* _Dataset entries_

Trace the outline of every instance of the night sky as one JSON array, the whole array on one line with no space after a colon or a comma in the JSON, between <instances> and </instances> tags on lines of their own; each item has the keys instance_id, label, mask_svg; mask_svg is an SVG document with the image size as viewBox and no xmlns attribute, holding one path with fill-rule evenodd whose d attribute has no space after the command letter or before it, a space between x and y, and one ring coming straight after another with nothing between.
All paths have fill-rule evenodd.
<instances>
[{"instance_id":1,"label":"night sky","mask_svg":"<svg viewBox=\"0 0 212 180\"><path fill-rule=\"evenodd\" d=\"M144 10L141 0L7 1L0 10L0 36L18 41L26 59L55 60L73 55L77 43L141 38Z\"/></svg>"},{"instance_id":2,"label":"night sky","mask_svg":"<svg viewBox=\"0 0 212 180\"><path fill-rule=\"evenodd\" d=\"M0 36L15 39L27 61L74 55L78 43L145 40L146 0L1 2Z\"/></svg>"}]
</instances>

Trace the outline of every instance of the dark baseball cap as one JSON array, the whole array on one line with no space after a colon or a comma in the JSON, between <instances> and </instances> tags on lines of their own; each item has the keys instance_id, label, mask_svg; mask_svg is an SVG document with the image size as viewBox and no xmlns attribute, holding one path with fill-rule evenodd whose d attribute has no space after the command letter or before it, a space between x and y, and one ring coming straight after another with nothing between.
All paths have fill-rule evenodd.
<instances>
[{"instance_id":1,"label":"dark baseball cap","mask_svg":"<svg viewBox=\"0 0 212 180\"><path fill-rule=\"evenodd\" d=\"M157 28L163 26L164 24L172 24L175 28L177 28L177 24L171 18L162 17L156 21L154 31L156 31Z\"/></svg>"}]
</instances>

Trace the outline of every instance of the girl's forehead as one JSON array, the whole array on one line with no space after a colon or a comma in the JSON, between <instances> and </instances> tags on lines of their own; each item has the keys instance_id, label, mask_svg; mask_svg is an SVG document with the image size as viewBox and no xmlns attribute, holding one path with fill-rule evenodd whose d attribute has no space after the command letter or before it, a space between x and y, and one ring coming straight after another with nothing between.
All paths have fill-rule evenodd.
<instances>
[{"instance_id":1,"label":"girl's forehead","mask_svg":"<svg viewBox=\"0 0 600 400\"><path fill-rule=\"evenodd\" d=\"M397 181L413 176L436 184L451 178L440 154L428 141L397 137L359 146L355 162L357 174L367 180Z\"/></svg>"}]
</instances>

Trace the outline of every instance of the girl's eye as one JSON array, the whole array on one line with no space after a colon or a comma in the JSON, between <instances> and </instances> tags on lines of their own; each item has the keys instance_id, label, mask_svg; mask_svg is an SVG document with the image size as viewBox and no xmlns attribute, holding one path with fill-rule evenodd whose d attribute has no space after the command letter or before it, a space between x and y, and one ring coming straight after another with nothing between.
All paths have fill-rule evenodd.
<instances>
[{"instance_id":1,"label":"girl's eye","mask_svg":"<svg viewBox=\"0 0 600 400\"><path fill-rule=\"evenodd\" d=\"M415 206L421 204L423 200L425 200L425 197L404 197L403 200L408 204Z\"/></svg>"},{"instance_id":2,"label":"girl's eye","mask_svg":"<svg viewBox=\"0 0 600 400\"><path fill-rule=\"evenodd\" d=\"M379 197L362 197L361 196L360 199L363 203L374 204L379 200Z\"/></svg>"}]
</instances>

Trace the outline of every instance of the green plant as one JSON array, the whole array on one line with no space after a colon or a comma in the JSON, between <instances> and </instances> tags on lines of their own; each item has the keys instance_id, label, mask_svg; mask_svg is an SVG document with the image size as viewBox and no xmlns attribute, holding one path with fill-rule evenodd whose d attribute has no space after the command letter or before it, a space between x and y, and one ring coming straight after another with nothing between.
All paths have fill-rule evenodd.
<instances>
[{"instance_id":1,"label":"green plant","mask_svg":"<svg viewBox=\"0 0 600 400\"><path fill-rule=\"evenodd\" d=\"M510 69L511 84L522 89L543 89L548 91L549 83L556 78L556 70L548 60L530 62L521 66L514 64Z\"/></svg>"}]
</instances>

* _Instructions to follow_
Please reproduce all of the records exactly as they stand.

* _Response area_
Trace the outline of every instance of the night sky as one JSON array, the whole array on one line with no space after a colon or a comma in the JSON, between <instances> and </instances> tags on lines of their own; each item has the keys instance_id, label, mask_svg; mask_svg is an SVG document with the image size as viewBox and no xmlns attribute, holding one path with fill-rule evenodd whose d attribute has no space after the command letter or before it, a space between x and y, and one ring coming straight after another with nothing between.
All paths have fill-rule evenodd.
<instances>
[{"instance_id":1,"label":"night sky","mask_svg":"<svg viewBox=\"0 0 212 180\"><path fill-rule=\"evenodd\" d=\"M144 10L141 0L7 1L0 10L0 36L18 41L26 59L55 60L73 55L77 43L141 38Z\"/></svg>"},{"instance_id":2,"label":"night sky","mask_svg":"<svg viewBox=\"0 0 212 180\"><path fill-rule=\"evenodd\" d=\"M0 36L15 39L27 61L74 55L78 43L145 40L146 0L1 2Z\"/></svg>"}]
</instances>

Trace the outline of every instance of the dark baseball cap as one JSON array, the whole array on one line with no space after a colon or a comma in the JSON, between <instances> and </instances> tags on lines of their own; each item has the keys instance_id, label, mask_svg; mask_svg is an SVG document with the image size as viewBox and no xmlns attribute, holding one path with fill-rule evenodd whose d attribute has no space after the command letter or before it, a space between x and y, and one ring coming straight after another with nothing between.
All paths have fill-rule evenodd.
<instances>
[{"instance_id":1,"label":"dark baseball cap","mask_svg":"<svg viewBox=\"0 0 212 180\"><path fill-rule=\"evenodd\" d=\"M157 28L163 26L164 24L172 24L175 28L177 28L177 24L171 18L162 17L156 21L154 31L156 31Z\"/></svg>"}]
</instances>

Trace the outline of every instance of the girl's forehead as one JSON array, the whole array on one line with no space after a colon or a comma in the JSON, between <instances> and </instances> tags on lines of their own; each item has the keys instance_id, label, mask_svg; mask_svg is an SVG document with the image size as viewBox and no xmlns attribute, holding one path with fill-rule evenodd whose d attribute has no space after the command letter or before it, a space between x and y, and one ring coming straight after another with nothing between.
All paths have fill-rule evenodd.
<instances>
[{"instance_id":1,"label":"girl's forehead","mask_svg":"<svg viewBox=\"0 0 600 400\"><path fill-rule=\"evenodd\" d=\"M397 181L413 176L436 184L451 178L440 154L428 141L397 137L359 146L355 162L357 174L367 180Z\"/></svg>"}]
</instances>

Trace the outline of every instance of the girl's eye as one JSON array, the whole array on one line with no space after a colon or a comma in the JSON, between <instances> and </instances> tags on lines of their own; each item has the keys instance_id, label, mask_svg; mask_svg is an SVG document with the image size as viewBox and no xmlns attribute, holding one path with fill-rule evenodd whose d attribute has no space after the command letter or before it, a space between x and y, and one ring coming straight after another with nothing between.
All paths have fill-rule evenodd.
<instances>
[{"instance_id":1,"label":"girl's eye","mask_svg":"<svg viewBox=\"0 0 600 400\"><path fill-rule=\"evenodd\" d=\"M415 206L421 204L423 200L425 200L425 197L404 197L403 200L408 204Z\"/></svg>"},{"instance_id":2,"label":"girl's eye","mask_svg":"<svg viewBox=\"0 0 600 400\"><path fill-rule=\"evenodd\" d=\"M379 197L362 197L361 196L360 199L363 203L374 204L379 200Z\"/></svg>"}]
</instances>

Trace the outline of every instance of the green plant as one JSON array, the whole array on one line with no space after a colon or a comma in the JSON, between <instances> and </instances> tags on lines of their own; each item has the keys instance_id, label, mask_svg; mask_svg is an SVG document with the image size as viewBox and no xmlns attribute, holding one path with fill-rule evenodd whose d attribute has no space after the command letter or before it, a space between x and y, and one ring coming straight after another with nothing between.
All paths have fill-rule evenodd.
<instances>
[{"instance_id":1,"label":"green plant","mask_svg":"<svg viewBox=\"0 0 600 400\"><path fill-rule=\"evenodd\" d=\"M510 69L511 84L522 89L543 89L548 91L549 83L556 78L556 70L548 60L530 62L521 66L514 64Z\"/></svg>"}]
</instances>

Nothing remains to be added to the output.